**YOUR GOAL:** Express the items from the start of the items through the line holding "162 111 L 154", inclusive, as a two-column CSV with the header input,output and one row per item: its text in input and its answer in output. Enclose each field in double quotes, turn line breaks into spaces, and leave the pictures out.

**DATA IN THIS EXERCISE:**

•••••

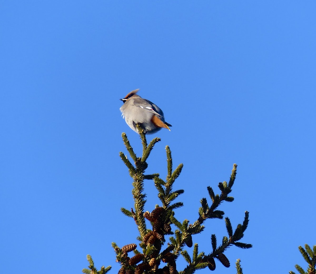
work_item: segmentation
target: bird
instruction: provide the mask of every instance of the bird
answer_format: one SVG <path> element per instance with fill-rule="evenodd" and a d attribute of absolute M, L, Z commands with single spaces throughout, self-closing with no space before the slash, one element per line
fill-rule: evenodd
<path fill-rule="evenodd" d="M 162 111 L 154 103 L 136 94 L 139 90 L 132 91 L 120 99 L 123 101 L 120 110 L 126 123 L 137 133 L 137 124 L 144 130 L 144 133 L 149 134 L 156 132 L 163 128 L 170 130 L 169 127 L 172 126 L 165 121 Z"/>

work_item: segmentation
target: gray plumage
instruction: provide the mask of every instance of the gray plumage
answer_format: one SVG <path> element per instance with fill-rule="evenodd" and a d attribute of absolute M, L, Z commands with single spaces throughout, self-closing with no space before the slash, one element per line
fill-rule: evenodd
<path fill-rule="evenodd" d="M 133 90 L 125 98 L 120 99 L 124 103 L 120 110 L 126 123 L 137 133 L 136 127 L 137 124 L 144 129 L 145 133 L 149 134 L 156 132 L 162 128 L 170 130 L 169 127 L 171 125 L 165 122 L 162 111 L 152 102 L 136 94 L 138 91 Z"/>

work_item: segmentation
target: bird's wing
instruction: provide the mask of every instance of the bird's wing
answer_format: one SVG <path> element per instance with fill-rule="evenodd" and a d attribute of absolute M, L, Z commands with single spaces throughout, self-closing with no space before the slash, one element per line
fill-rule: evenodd
<path fill-rule="evenodd" d="M 149 111 L 163 118 L 163 116 L 156 111 L 156 108 L 153 105 L 151 102 L 142 98 L 135 98 L 133 100 L 134 101 L 133 104 L 134 106 Z"/>

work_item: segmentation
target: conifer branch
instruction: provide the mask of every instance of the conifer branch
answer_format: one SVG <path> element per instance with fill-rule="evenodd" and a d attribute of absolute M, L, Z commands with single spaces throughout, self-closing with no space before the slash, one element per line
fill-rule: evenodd
<path fill-rule="evenodd" d="M 140 242 L 139 245 L 143 249 L 143 253 L 136 249 L 136 244 L 126 245 L 120 248 L 115 243 L 112 243 L 112 246 L 116 254 L 117 261 L 121 265 L 119 274 L 178 274 L 176 261 L 180 254 L 188 265 L 183 271 L 179 272 L 179 274 L 193 274 L 197 270 L 207 267 L 211 271 L 214 270 L 216 267 L 214 259 L 215 258 L 224 266 L 229 267 L 230 265 L 229 261 L 223 254 L 227 248 L 234 245 L 243 248 L 250 248 L 252 246 L 249 244 L 237 241 L 243 236 L 248 225 L 249 214 L 247 211 L 245 212 L 242 224 L 239 224 L 234 232 L 229 219 L 228 217 L 225 218 L 228 237 L 224 236 L 221 245 L 217 247 L 216 236 L 212 235 L 211 239 L 212 248 L 211 253 L 206 255 L 204 252 L 199 253 L 198 244 L 195 243 L 191 258 L 184 248 L 186 245 L 189 248 L 193 246 L 192 236 L 203 231 L 204 227 L 202 225 L 205 220 L 223 217 L 224 211 L 217 208 L 224 201 L 230 202 L 234 200 L 234 198 L 228 196 L 228 194 L 232 191 L 236 178 L 237 165 L 234 164 L 228 183 L 223 182 L 219 184 L 218 187 L 221 192 L 220 194 L 215 195 L 212 188 L 208 187 L 212 204 L 209 205 L 205 198 L 201 199 L 201 207 L 199 209 L 198 219 L 193 224 L 189 225 L 189 221 L 186 219 L 181 223 L 174 217 L 173 211 L 183 206 L 183 203 L 182 202 L 171 203 L 184 192 L 182 189 L 173 190 L 173 184 L 180 175 L 183 164 L 180 164 L 173 170 L 171 152 L 169 147 L 167 146 L 166 150 L 167 174 L 165 181 L 159 177 L 158 173 L 144 174 L 148 166 L 146 161 L 155 144 L 160 139 L 154 138 L 148 144 L 143 130 L 138 125 L 137 126 L 143 145 L 142 157 L 137 157 L 125 133 L 122 134 L 123 142 L 134 164 L 122 152 L 119 153 L 120 157 L 133 178 L 132 193 L 134 209 L 132 208 L 130 211 L 122 207 L 121 210 L 125 215 L 132 217 L 137 226 L 139 235 L 137 239 Z M 156 205 L 151 212 L 144 212 L 146 202 L 146 194 L 144 193 L 144 181 L 145 179 L 153 180 L 158 191 L 158 197 L 161 203 L 161 206 Z M 147 229 L 145 219 L 150 222 L 152 230 Z M 174 232 L 172 230 L 171 225 L 172 224 L 177 228 Z M 162 251 L 162 247 L 165 242 L 165 235 L 172 234 L 174 235 L 169 238 L 171 243 L 168 243 L 167 247 Z M 307 254 L 310 254 L 311 249 L 307 250 Z M 133 251 L 134 255 L 129 256 L 128 253 L 132 251 Z M 111 266 L 107 268 L 102 266 L 101 270 L 98 271 L 94 267 L 91 257 L 88 258 L 88 260 L 90 263 L 90 270 L 85 269 L 83 271 L 87 274 L 105 274 L 111 268 Z M 167 264 L 159 268 L 161 262 Z M 241 273 L 242 274 L 242 272 Z"/>
<path fill-rule="evenodd" d="M 242 268 L 240 266 L 240 259 L 237 259 L 236 262 L 236 269 L 237 269 L 237 274 L 243 274 Z"/>
<path fill-rule="evenodd" d="M 316 245 L 313 247 L 313 250 L 307 244 L 305 244 L 305 249 L 300 246 L 299 250 L 304 259 L 308 264 L 308 267 L 306 272 L 298 265 L 295 265 L 295 268 L 300 274 L 315 274 L 316 273 Z M 293 271 L 290 271 L 290 274 L 295 274 Z"/>
<path fill-rule="evenodd" d="M 111 265 L 109 265 L 106 267 L 105 267 L 103 265 L 101 267 L 100 270 L 98 271 L 94 267 L 94 263 L 93 262 L 91 256 L 89 255 L 87 255 L 87 259 L 90 264 L 88 267 L 90 269 L 84 268 L 82 270 L 82 272 L 83 273 L 86 273 L 86 274 L 106 274 L 112 268 L 112 267 Z"/>

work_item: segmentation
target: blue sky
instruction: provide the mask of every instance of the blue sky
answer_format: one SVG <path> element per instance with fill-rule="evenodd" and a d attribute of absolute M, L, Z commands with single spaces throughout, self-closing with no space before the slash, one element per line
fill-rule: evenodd
<path fill-rule="evenodd" d="M 196 220 L 207 186 L 238 165 L 222 209 L 235 227 L 250 212 L 243 241 L 253 247 L 229 249 L 231 267 L 216 271 L 235 273 L 239 258 L 245 273 L 306 268 L 297 247 L 316 244 L 314 1 L 1 5 L 3 273 L 80 273 L 88 254 L 117 273 L 111 242 L 137 235 L 120 211 L 133 206 L 121 133 L 142 149 L 118 99 L 137 88 L 173 126 L 149 135 L 162 140 L 148 171 L 165 177 L 167 145 L 184 164 L 179 220 Z M 223 220 L 205 224 L 193 240 L 208 253 L 211 234 L 226 233 Z"/>

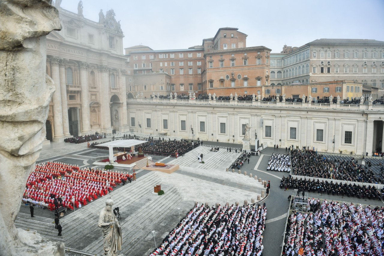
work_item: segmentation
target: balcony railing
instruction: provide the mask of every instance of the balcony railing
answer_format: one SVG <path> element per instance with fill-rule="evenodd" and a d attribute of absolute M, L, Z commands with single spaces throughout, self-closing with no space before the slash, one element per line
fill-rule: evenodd
<path fill-rule="evenodd" d="M 145 99 L 135 98 L 127 99 L 127 102 L 146 102 L 164 103 L 180 103 L 200 105 L 221 105 L 230 106 L 253 106 L 255 107 L 306 108 L 329 109 L 351 109 L 354 110 L 384 110 L 384 105 L 367 104 L 345 104 L 329 103 L 303 103 L 302 102 L 282 102 L 276 101 L 260 101 L 235 100 L 188 100 L 175 99 Z"/>

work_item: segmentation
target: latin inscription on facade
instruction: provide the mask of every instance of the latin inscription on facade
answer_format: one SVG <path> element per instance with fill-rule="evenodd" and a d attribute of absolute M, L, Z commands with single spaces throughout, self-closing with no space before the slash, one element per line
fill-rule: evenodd
<path fill-rule="evenodd" d="M 89 53 L 82 51 L 79 51 L 79 50 L 70 49 L 70 48 L 68 48 L 67 47 L 64 47 L 61 46 L 59 46 L 59 45 L 54 45 L 52 43 L 47 44 L 47 48 L 53 49 L 53 50 L 56 50 L 56 51 L 59 51 L 63 52 L 85 56 L 87 58 L 90 58 L 96 60 L 100 59 L 100 57 L 95 54 L 92 54 L 91 53 Z M 106 56 L 103 56 L 102 58 L 103 60 L 107 60 Z"/>

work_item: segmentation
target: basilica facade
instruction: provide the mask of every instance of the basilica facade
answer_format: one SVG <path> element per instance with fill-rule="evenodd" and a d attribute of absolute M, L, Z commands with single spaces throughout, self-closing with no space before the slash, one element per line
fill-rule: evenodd
<path fill-rule="evenodd" d="M 113 10 L 101 11 L 97 22 L 58 8 L 63 29 L 47 37 L 46 73 L 56 88 L 47 140 L 128 130 L 126 81 L 133 74 Z"/>
<path fill-rule="evenodd" d="M 384 105 L 316 98 L 382 96 L 383 42 L 321 39 L 273 53 L 247 46 L 247 35 L 225 27 L 201 45 L 139 45 L 123 52 L 124 35 L 113 10 L 101 10 L 95 22 L 84 18 L 82 9 L 74 13 L 56 7 L 63 29 L 47 37 L 46 73 L 56 87 L 48 140 L 131 131 L 240 144 L 249 124 L 253 146 L 310 146 L 357 155 L 381 150 Z M 311 94 L 314 102 L 152 98 L 175 92 L 262 98 Z"/>

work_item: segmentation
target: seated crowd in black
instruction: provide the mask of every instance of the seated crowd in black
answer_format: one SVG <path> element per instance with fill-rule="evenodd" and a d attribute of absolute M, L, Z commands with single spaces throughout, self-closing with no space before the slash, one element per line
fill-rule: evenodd
<path fill-rule="evenodd" d="M 105 134 L 99 133 L 97 132 L 96 132 L 96 133 L 94 134 L 90 134 L 89 135 L 84 135 L 83 136 L 78 136 L 77 137 L 66 138 L 64 139 L 64 142 L 76 143 L 83 143 L 83 142 L 96 140 L 105 138 L 106 138 Z"/>
<path fill-rule="evenodd" d="M 292 174 L 349 181 L 384 183 L 367 165 L 358 163 L 354 158 L 347 161 L 331 160 L 313 150 L 294 150 L 291 152 Z"/>
<path fill-rule="evenodd" d="M 136 148 L 138 149 L 139 147 L 142 147 L 142 152 L 144 153 L 170 155 L 174 157 L 176 156 L 176 152 L 179 153 L 179 156 L 184 156 L 187 152 L 199 146 L 200 144 L 196 142 L 194 142 L 192 145 L 192 141 L 188 140 L 169 140 L 164 141 L 163 138 L 162 140 L 151 140 L 144 144 L 136 146 Z"/>
<path fill-rule="evenodd" d="M 367 199 L 380 200 L 382 194 L 375 186 L 360 186 L 350 184 L 342 184 L 341 182 L 338 183 L 331 181 L 315 180 L 314 178 L 293 178 L 292 177 L 285 178 L 284 176 L 280 182 L 280 188 L 284 188 L 285 190 L 289 189 L 298 190 L 298 193 L 301 191 L 317 193 L 319 194 L 331 194 L 333 196 L 341 196 L 344 197 L 352 196 L 358 198 L 366 198 Z"/>

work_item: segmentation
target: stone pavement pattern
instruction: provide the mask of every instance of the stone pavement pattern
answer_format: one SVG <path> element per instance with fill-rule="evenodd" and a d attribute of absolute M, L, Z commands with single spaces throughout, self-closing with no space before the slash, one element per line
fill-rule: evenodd
<path fill-rule="evenodd" d="M 208 142 L 204 143 L 208 144 Z M 103 153 L 102 150 L 87 149 L 84 145 L 76 144 L 80 146 L 80 150 L 74 147 L 71 150 L 73 152 L 71 153 L 65 148 L 64 153 L 60 155 L 60 148 L 63 145 L 58 145 L 54 146 L 58 148 L 52 148 L 52 145 L 50 146 L 50 150 L 56 153 L 50 155 L 48 159 L 68 163 L 71 161 L 78 162 L 83 167 L 91 166 L 92 154 Z M 68 143 L 64 146 L 67 145 Z M 72 145 L 70 146 L 71 148 Z M 249 177 L 250 173 L 253 176 L 257 175 L 262 180 L 271 181 L 270 194 L 262 201 L 266 204 L 267 208 L 263 255 L 280 255 L 282 235 L 285 230 L 289 206 L 287 198 L 294 191 L 285 191 L 279 188 L 281 178 L 283 175 L 287 176 L 287 173 L 266 170 L 271 154 L 273 152 L 285 153 L 285 149 L 277 150 L 267 148 L 263 150 L 261 156 L 251 156 L 250 163 L 246 163 L 241 168 L 243 173 L 247 172 L 247 176 L 238 174 L 237 170 L 235 173 L 225 171 L 228 163 L 233 162 L 239 154 L 233 152 L 227 153 L 226 150 L 222 151 L 221 149 L 218 152 L 210 152 L 209 150 L 209 148 L 199 147 L 177 159 L 154 156 L 156 161 L 164 159 L 164 162 L 180 165 L 180 169 L 170 175 L 139 170 L 137 172 L 136 181 L 118 186 L 118 189 L 115 189 L 108 195 L 115 200 L 115 206 L 120 209 L 122 219 L 119 220 L 123 234 L 121 252 L 126 256 L 149 254 L 155 247 L 151 231 L 156 231 L 155 238 L 158 244 L 178 222 L 178 208 L 180 208 L 180 216 L 182 218 L 192 207 L 195 201 L 207 202 L 210 205 L 227 202 L 232 204 L 237 201 L 242 204 L 246 199 L 250 203 L 251 199 L 260 194 L 263 188 L 260 183 Z M 206 163 L 198 163 L 197 154 L 201 153 Z M 80 166 L 80 164 L 79 165 Z M 123 169 L 116 170 L 124 171 Z M 162 189 L 165 192 L 161 196 L 152 193 L 153 186 L 159 184 L 161 184 Z M 345 199 L 328 195 L 321 196 L 316 193 L 309 193 L 308 195 L 328 199 L 384 205 L 380 201 L 366 202 L 353 198 Z M 36 217 L 32 219 L 29 214 L 29 208 L 22 206 L 16 225 L 18 227 L 36 230 L 45 238 L 64 241 L 66 247 L 102 255 L 102 236 L 97 226 L 97 219 L 106 198 L 99 198 L 74 213 L 66 214 L 61 220 L 63 223 L 63 236 L 57 236 L 55 224 L 52 223 L 53 213 L 46 210 L 35 209 Z M 70 253 L 67 255 L 80 254 Z"/>

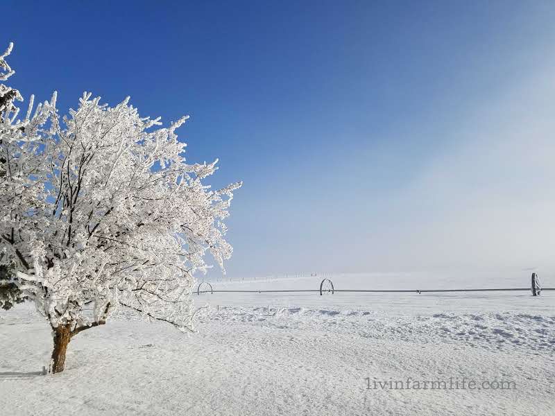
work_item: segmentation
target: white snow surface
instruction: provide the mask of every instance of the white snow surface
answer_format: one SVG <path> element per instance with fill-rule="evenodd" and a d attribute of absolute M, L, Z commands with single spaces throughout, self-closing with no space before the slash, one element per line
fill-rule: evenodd
<path fill-rule="evenodd" d="M 528 275 L 330 277 L 336 288 L 416 290 L 527 287 Z M 211 283 L 313 289 L 321 280 Z M 0 311 L 0 413 L 555 415 L 555 291 L 193 296 L 205 305 L 195 333 L 122 312 L 76 336 L 54 376 L 38 374 L 51 349 L 44 318 L 29 304 Z M 409 377 L 515 388 L 379 388 Z"/>

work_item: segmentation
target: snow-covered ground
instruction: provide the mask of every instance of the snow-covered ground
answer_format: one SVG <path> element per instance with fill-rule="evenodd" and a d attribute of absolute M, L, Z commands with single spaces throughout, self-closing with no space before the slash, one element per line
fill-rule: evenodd
<path fill-rule="evenodd" d="M 518 272 L 331 279 L 336 288 L 529 286 Z M 321 279 L 212 283 L 313 289 Z M 37 374 L 51 352 L 46 322 L 28 305 L 0 312 L 1 414 L 555 414 L 555 291 L 194 296 L 206 305 L 196 333 L 121 313 L 77 336 L 53 376 Z M 466 388 L 422 388 L 432 381 Z"/>

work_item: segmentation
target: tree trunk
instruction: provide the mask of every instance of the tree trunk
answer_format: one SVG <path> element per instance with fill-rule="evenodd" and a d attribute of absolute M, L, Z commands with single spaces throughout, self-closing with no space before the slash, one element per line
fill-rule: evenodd
<path fill-rule="evenodd" d="M 73 333 L 71 330 L 71 324 L 65 326 L 59 325 L 53 328 L 54 331 L 54 350 L 52 352 L 52 368 L 53 373 L 64 371 L 65 366 L 65 352 L 67 350 L 67 345 L 71 339 Z"/>

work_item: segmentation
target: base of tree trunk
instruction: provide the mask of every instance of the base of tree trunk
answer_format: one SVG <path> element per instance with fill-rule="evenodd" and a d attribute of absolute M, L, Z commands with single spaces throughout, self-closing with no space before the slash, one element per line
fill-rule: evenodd
<path fill-rule="evenodd" d="M 57 373 L 64 371 L 65 353 L 73 333 L 69 324 L 59 325 L 53 329 L 54 331 L 54 349 L 52 352 L 52 367 L 50 371 Z"/>

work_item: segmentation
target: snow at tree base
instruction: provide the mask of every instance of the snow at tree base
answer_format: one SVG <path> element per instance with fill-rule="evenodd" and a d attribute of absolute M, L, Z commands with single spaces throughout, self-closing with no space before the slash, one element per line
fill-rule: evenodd
<path fill-rule="evenodd" d="M 554 5 L 24 3 L 0 416 L 555 416 Z"/>
<path fill-rule="evenodd" d="M 110 107 L 85 93 L 60 120 L 56 101 L 33 113 L 31 100 L 22 121 L 13 100 L 0 113 L 0 255 L 52 327 L 53 372 L 73 336 L 121 306 L 192 329 L 193 273 L 207 250 L 222 268 L 230 257 L 222 221 L 241 187 L 211 191 L 217 161 L 185 163 L 175 131 L 187 117 L 156 128 L 128 98 Z"/>

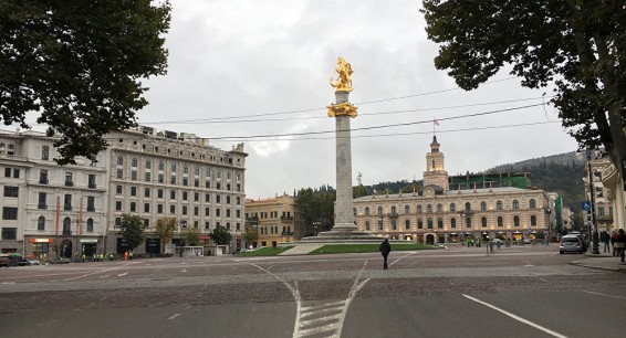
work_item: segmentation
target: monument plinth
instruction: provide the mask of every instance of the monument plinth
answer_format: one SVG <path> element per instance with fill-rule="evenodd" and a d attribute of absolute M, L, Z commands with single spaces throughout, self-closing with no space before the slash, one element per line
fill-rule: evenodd
<path fill-rule="evenodd" d="M 335 118 L 335 158 L 336 158 L 336 201 L 335 224 L 331 231 L 321 232 L 317 236 L 302 239 L 303 242 L 328 241 L 382 241 L 369 231 L 359 231 L 354 224 L 352 196 L 352 148 L 349 119 L 355 118 L 357 107 L 349 101 L 352 92 L 352 66 L 343 57 L 337 60 L 335 67 L 338 77 L 331 86 L 336 88 L 335 103 L 327 106 L 328 116 Z"/>

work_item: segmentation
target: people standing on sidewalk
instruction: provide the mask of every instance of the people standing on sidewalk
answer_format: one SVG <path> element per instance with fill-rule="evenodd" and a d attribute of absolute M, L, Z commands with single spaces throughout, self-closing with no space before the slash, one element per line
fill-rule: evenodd
<path fill-rule="evenodd" d="M 624 234 L 624 229 L 617 231 L 615 236 L 615 243 L 613 244 L 613 250 L 618 250 L 619 257 L 624 262 L 624 251 L 626 249 L 626 234 Z"/>
<path fill-rule="evenodd" d="M 383 268 L 387 270 L 389 267 L 387 265 L 387 256 L 389 255 L 389 252 L 392 252 L 392 244 L 389 244 L 389 240 L 385 239 L 385 241 L 380 243 L 380 246 L 378 246 L 378 250 L 383 255 Z"/>

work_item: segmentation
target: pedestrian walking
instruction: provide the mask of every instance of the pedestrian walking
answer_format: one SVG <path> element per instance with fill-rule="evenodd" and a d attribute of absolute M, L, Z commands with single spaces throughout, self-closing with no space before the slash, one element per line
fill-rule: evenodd
<path fill-rule="evenodd" d="M 618 255 L 624 262 L 624 251 L 626 249 L 626 234 L 624 234 L 624 229 L 619 229 L 617 231 L 617 235 L 615 236 L 615 244 L 613 244 L 613 250 L 618 251 Z"/>
<path fill-rule="evenodd" d="M 392 252 L 392 244 L 389 244 L 389 240 L 385 239 L 385 241 L 380 243 L 380 246 L 378 246 L 378 250 L 380 250 L 380 254 L 383 255 L 383 268 L 389 268 L 387 265 L 387 256 L 389 256 L 389 252 Z"/>

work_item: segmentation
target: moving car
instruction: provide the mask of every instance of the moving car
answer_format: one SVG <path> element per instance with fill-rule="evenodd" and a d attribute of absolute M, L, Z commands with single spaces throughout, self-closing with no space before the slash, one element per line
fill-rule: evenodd
<path fill-rule="evenodd" d="M 564 235 L 559 243 L 560 254 L 563 254 L 564 252 L 584 253 L 585 249 L 583 240 L 575 234 Z"/>

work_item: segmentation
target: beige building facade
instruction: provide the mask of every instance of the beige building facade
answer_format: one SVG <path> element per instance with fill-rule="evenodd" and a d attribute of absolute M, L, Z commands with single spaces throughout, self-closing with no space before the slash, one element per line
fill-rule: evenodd
<path fill-rule="evenodd" d="M 426 155 L 422 191 L 354 200 L 359 230 L 432 244 L 468 237 L 532 240 L 540 232 L 549 236 L 550 199 L 524 183 L 528 175 L 449 177 L 439 148 L 434 138 Z"/>
<path fill-rule="evenodd" d="M 246 200 L 246 228 L 259 235 L 257 242 L 248 243 L 252 247 L 277 246 L 313 234 L 313 230 L 306 228 L 295 199 L 288 194 Z"/>

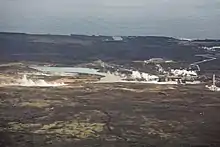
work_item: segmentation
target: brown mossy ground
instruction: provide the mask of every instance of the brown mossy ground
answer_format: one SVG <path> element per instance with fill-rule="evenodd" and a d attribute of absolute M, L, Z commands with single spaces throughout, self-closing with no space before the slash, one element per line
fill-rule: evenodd
<path fill-rule="evenodd" d="M 0 87 L 0 144 L 218 147 L 219 111 L 204 85 Z"/>

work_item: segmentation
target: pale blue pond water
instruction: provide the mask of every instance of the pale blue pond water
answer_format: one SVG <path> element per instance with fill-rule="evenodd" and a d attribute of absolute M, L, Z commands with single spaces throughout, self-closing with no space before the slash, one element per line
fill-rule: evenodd
<path fill-rule="evenodd" d="M 49 67 L 49 66 L 31 66 L 31 68 L 50 73 L 81 73 L 81 74 L 92 74 L 101 75 L 104 73 L 98 72 L 97 69 L 93 68 L 81 68 L 81 67 Z"/>

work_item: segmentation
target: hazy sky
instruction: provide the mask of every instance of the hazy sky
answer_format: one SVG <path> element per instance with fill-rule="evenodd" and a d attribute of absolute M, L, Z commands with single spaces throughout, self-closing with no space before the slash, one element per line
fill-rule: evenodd
<path fill-rule="evenodd" d="M 0 0 L 0 31 L 220 38 L 220 0 Z"/>

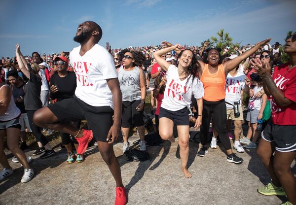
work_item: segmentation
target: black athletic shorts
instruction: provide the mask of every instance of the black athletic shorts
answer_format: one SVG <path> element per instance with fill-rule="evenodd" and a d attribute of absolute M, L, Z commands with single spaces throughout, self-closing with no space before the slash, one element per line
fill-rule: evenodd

•••••

**RESPONSE BELOW:**
input,output
"work_item: segmentation target: bird instruction: provide the mask of every instance of the bird answer_format: one SVG <path> element per instance with fill-rule=""evenodd"" and a d attribute of absolute M, L, Z commands with single spaces throughout, self-closing with no space before the slash, one element per line fill-rule: evenodd","<path fill-rule=""evenodd"" d=""M 162 111 L 154 103 L 136 94 L 139 90 L 132 91 L 120 99 L 123 101 L 120 110 L 126 123 L 137 133 L 137 124 L 144 130 L 144 133 L 149 134 L 156 132 L 163 128 L 170 130 L 169 127 L 172 126 L 165 121 Z""/>"